#### ЧТО НУЖНО СДЕЛАТЬ:
A - Перечислите все имена людей, которые встречаются в отрывке об абиссинском суде.
B - Напишите продолжение отрывка об абиссинском суде, начав сразу после его последнего предложения.

В связи с этим поэт упоминает следующую подробность: «Чтобы быть уверенным в своих ашкерах, необходимо записать их и их поручителей у городского судьи. Я отправился к нему и имел случай видеть абиссинский суд». Судебное дело между абиссинцем и арабом из-за больного мула (сравните: «Кто сто талеров взял за больного верблюда, сев на камень в тени, разбирает судья» — «Абиссиния», из «Шатра») Гумилев описывает иронически. По его словам, в абиссинском суде выигрывает тот, кто дал судье больший подарок. «Тем не менее абиссинцы очень любят судиться, и почти каждая ссора кончается традиционным приглашением во имя Менелика (ба Менелик) явиться в суд». Булатович описывает абиссинский суд подробнее и почтительнее.

#### ФРАГМЕНТЫ ДАННЫХ:

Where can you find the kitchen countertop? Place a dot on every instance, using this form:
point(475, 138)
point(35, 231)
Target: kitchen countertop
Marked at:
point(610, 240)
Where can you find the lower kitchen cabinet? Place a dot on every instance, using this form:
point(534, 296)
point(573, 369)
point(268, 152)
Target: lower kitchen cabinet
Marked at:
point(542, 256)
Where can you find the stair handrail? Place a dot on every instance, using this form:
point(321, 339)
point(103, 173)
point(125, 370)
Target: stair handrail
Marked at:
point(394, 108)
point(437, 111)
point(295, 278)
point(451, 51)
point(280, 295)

* * *

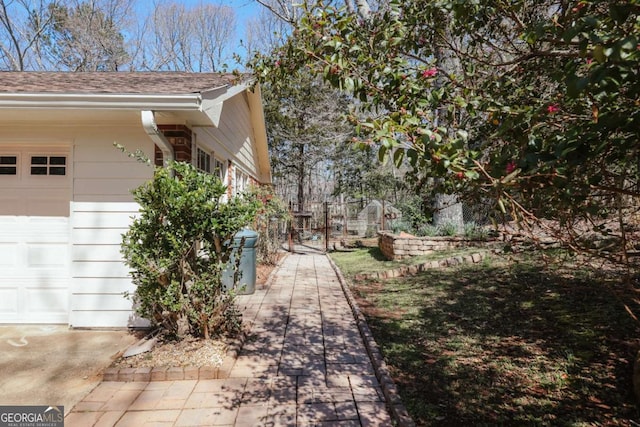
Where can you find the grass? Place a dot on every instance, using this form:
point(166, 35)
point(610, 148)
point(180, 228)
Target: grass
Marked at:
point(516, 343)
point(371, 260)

#### ОТВЕТЫ ПО ЗАДАНИЯМ:
A - Гумилев, Менелик, Булатович

B -
Любопытно, что существует другое описание эпизода с переводчиком и судьей, изложенное со слов Коли Маленького его матерью. Не стоит забывать, что это рассказ 80-летней женщины, передающей слышанную ею тридцать с лишним лет назад историю.

Понадобилось найти проводника, знающего французский язык. Отцы иезуиты прислали несколько молодых людей. Никто из них не желал идти в неизведанные места к дикарям. Нашелся один — Фасика, который знал даже несколько слов по-русски. Но вот беда: его не пускала тетка, и в то время, как надо было выступать каравану, прислала людей, чтобы его увести. Начался спор. Фасику тянули вправо, тянули влево, и неизвестно, чем бы все кончилось, если бы вдруг не появился какой-то абиссинец, размахивающий палочкой над головой. Н. С. недолго думая вырвал у него из рук палочку и замахнулся на него. «Что вы, что вы! — закричал Фасика. — Ведь это же судья!» Все кончилось вполне благополучно, судья, рассмотрев бумаги, разрешил взять переводчика и даже подарил Н. С. свою палочку, после чего все пошли к тетке Фасики, где засиделись дотемна.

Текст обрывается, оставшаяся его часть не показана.